## [Source text]
^^^^

Let me guess, you only own muzzle-loaders. No? Then why do you want anything more modern when the old stuff ain't broke?

Come on, what would be wrong with a gun that didn't need lubrication? Not that it is out there yet, but what'd be wrong with it?

The Bushmaster
November 24, 2008, 04:25 PM
You're right, Sam Adams. I do have guns that may be older then you still in operation and shooting 3 round groups of 1 5/8" at 100 yards (1948-49 Winchester .30 WCF mod 94) All it's seen is a little artilary grease on the bolt rails and Hoppe's #9 gun oil on the other moving parts. It takes very little time out of my life to do this service to my firearms and on top of all that, a good inspection to boot...My newest aquasition? A Kimber UCC II that I purchased 2 months ago. It sees artilary grease on the slide rails and Hoppe's #9 on the rest of the moving parts...

Without having to lube the firearm I wonder what else will be neglected...

DAVIDSDIVAD
November 24, 2008, 04:27 PM
I don't know about you, bushmaster, but if I could get parts coated in this stuff, I would.

Did you miss the part where the friction coefficient is .16 for lubricated steel, and this new stuff is .02?

That means your guns will last longer.

which means the wheel will take longer to break :)

Sinixstar
November 24, 2008, 04:30 PM
The problem I have with it is one simple word. "Permanent". What happens when 10 years from now, you come to find out that there is a problem with your permanent solution, and it is in fact causing more problems then it's fixing? What then?

tkaction
November 24, 2008, 04:37 PM
I am familliar with this and used its sister "cerflon"(almost the same stuff)
Smith and Wesson has a dry lube spray with it in it. It is a whole lot slicker than oil and permanenty adheres to metal. I fixed my SKS trigger pull with it to the point where gunsmithing is no longer necessary. Test show it slicker than moly disulfide.

^^^^

## [Source data]
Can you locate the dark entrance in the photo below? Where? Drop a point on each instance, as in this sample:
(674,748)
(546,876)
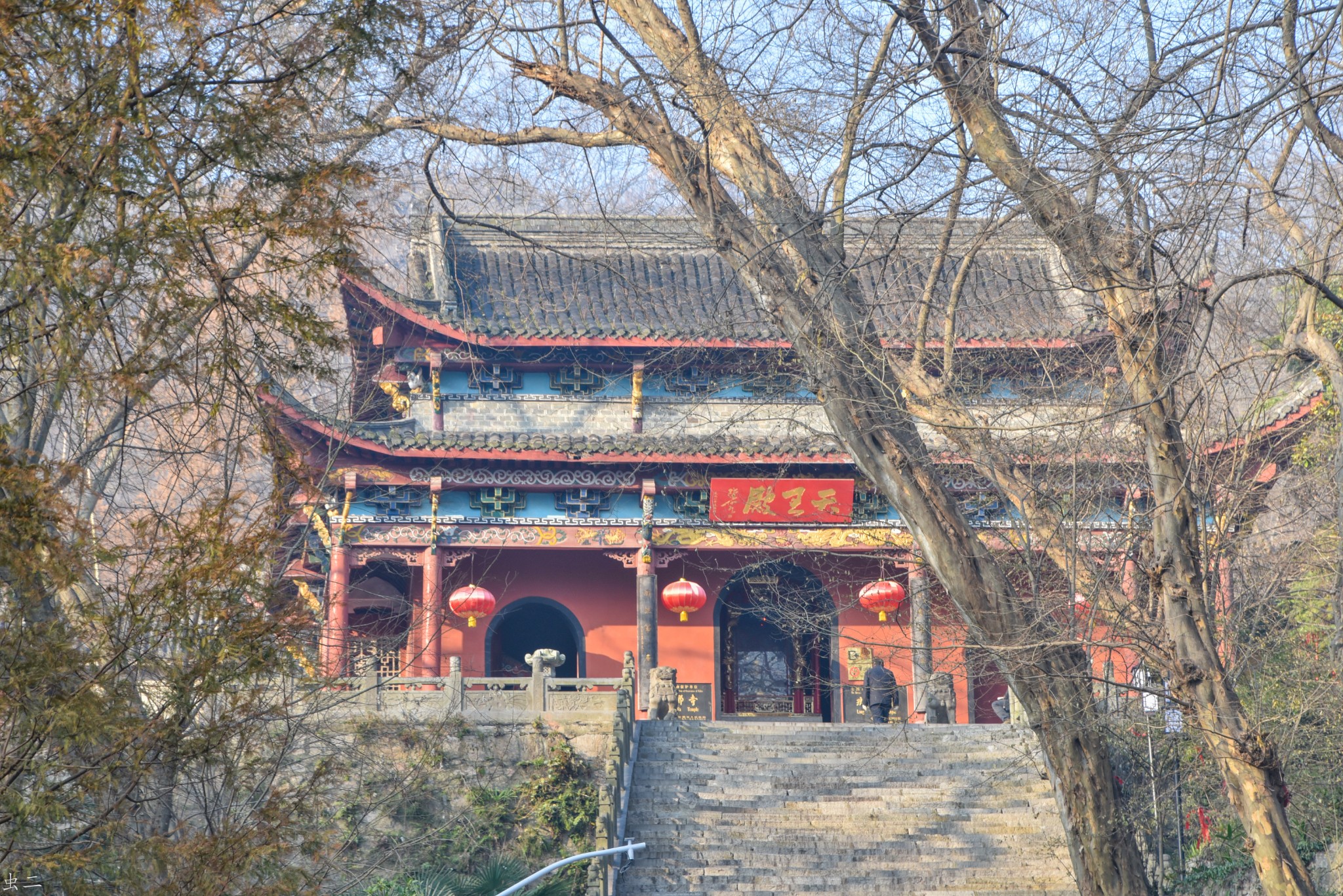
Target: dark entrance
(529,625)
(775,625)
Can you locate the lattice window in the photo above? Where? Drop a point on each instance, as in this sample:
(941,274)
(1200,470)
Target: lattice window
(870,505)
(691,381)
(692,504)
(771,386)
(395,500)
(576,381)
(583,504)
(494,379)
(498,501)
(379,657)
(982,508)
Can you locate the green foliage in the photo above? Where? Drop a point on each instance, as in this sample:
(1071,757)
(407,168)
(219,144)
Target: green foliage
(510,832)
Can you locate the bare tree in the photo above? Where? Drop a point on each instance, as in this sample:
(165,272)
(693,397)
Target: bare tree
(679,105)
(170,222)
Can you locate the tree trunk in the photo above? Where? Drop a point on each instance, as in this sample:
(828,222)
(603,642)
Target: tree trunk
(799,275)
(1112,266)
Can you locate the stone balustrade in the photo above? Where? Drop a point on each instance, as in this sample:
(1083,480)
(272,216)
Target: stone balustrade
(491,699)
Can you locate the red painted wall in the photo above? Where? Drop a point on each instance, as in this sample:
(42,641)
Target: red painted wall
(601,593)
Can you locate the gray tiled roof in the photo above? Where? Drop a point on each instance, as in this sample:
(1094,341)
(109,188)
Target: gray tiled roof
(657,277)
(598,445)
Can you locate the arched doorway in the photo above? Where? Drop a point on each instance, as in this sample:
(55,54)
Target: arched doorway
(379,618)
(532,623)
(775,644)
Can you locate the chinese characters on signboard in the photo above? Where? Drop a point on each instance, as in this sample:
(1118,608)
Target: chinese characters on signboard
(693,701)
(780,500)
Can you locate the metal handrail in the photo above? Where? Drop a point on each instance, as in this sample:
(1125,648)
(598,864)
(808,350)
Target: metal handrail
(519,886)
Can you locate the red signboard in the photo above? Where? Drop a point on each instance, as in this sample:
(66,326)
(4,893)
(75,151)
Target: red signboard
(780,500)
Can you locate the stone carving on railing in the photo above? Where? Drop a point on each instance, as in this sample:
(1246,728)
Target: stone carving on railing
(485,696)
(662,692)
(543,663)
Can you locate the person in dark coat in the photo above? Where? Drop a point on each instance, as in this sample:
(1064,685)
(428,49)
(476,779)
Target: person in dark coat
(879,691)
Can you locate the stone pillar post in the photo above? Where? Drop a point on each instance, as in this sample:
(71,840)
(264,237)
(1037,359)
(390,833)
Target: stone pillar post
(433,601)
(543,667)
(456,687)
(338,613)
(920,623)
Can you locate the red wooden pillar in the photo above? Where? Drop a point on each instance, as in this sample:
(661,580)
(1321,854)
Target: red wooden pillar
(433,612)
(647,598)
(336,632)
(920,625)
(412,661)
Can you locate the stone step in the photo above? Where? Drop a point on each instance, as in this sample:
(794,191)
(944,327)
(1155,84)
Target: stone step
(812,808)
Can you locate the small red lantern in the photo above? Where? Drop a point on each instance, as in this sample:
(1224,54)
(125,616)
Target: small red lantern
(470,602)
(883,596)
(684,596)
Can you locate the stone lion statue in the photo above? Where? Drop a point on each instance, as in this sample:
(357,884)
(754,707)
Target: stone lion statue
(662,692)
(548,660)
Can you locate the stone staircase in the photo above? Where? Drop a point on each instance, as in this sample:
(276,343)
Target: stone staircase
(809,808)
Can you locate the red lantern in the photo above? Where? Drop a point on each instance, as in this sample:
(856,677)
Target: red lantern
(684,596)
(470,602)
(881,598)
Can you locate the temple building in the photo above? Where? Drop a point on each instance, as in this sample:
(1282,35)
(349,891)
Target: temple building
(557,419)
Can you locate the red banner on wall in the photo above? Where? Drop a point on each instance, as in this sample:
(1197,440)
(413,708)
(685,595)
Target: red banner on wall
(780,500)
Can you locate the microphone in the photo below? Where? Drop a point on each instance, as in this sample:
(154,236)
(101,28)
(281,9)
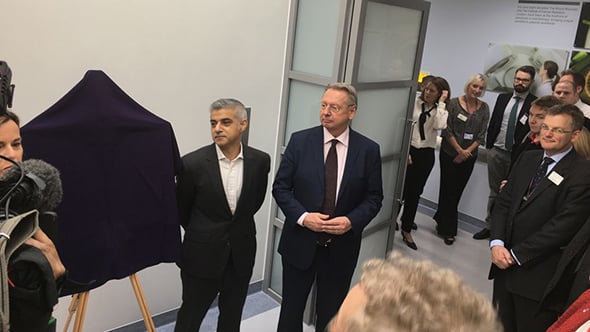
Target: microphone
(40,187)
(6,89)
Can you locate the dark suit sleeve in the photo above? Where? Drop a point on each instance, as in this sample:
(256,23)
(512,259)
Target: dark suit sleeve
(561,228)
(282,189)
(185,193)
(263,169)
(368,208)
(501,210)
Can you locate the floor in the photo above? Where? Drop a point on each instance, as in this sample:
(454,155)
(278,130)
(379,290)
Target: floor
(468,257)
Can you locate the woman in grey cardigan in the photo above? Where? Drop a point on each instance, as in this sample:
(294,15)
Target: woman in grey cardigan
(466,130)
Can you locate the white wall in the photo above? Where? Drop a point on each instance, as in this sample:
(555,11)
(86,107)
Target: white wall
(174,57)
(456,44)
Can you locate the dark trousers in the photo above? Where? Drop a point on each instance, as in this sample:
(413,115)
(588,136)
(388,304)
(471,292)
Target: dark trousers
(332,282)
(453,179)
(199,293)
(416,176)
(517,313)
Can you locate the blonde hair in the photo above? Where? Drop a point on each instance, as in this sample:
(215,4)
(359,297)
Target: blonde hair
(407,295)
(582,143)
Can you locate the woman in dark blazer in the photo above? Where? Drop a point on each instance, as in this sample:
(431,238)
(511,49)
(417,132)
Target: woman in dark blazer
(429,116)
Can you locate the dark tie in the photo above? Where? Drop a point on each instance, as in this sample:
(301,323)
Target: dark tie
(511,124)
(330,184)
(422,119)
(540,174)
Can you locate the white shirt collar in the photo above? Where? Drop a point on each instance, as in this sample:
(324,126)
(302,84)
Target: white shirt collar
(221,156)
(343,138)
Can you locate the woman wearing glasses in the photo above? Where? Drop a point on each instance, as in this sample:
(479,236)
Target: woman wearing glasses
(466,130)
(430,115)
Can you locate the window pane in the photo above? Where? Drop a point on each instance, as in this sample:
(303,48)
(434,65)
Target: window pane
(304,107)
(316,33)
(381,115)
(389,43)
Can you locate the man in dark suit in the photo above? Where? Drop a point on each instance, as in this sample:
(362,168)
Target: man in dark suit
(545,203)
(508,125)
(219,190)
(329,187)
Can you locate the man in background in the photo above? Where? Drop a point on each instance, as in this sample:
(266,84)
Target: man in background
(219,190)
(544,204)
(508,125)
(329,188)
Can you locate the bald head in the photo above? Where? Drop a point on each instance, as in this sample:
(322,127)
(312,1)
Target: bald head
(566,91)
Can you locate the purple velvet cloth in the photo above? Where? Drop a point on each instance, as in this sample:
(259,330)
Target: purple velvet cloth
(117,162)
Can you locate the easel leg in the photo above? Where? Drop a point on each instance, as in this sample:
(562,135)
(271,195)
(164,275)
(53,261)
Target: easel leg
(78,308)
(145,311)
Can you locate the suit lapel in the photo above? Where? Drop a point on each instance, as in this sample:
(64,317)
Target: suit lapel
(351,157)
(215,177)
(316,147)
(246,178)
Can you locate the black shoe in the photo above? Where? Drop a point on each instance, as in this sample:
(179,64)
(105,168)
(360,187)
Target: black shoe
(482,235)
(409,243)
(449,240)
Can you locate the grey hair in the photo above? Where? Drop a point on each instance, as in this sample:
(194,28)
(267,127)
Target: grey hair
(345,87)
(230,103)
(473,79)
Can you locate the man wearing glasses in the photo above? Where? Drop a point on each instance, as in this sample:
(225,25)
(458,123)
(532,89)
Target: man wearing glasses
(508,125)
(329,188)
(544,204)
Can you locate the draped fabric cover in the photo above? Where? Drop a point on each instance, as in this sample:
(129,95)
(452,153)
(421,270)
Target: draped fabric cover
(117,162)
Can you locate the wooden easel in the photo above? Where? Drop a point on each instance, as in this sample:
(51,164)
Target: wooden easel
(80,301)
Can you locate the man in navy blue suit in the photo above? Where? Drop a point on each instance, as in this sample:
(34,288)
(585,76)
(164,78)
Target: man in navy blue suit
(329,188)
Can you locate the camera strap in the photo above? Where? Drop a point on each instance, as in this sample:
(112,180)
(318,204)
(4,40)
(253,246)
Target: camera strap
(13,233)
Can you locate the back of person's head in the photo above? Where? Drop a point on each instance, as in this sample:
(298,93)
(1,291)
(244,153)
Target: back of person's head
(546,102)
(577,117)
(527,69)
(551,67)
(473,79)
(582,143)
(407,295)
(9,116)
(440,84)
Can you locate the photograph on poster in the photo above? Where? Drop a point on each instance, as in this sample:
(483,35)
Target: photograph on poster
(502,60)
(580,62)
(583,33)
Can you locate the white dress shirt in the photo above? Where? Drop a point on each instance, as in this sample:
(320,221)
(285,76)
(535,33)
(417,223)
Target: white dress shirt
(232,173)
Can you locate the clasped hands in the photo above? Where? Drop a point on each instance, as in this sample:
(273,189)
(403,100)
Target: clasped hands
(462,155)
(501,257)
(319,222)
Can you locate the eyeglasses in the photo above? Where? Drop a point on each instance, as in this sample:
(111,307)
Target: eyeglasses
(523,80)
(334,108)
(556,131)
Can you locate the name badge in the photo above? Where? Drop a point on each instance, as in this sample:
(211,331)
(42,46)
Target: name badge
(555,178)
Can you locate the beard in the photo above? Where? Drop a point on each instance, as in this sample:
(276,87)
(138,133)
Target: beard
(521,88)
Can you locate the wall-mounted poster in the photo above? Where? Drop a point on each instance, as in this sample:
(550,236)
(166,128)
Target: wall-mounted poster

^^^^

## [Written exercise A]
In the forum thread on gun lubrication, how would you put the sentence "That means your guns will last longer." into Spanish?
## [Written exercise B]
Which lines of the records contain the word "lapel"? Show every one of them, treating uppercase and lowercase as different.
The forum thread and the records have no connection to each other.

## [Exercise result A]
Eso significa que tus armas durarán más.

## [Exercise result B]
Can you locate the suit lapel in the photo above? Where? Drop a point on each instance, as in this sample:
Target: suit lapel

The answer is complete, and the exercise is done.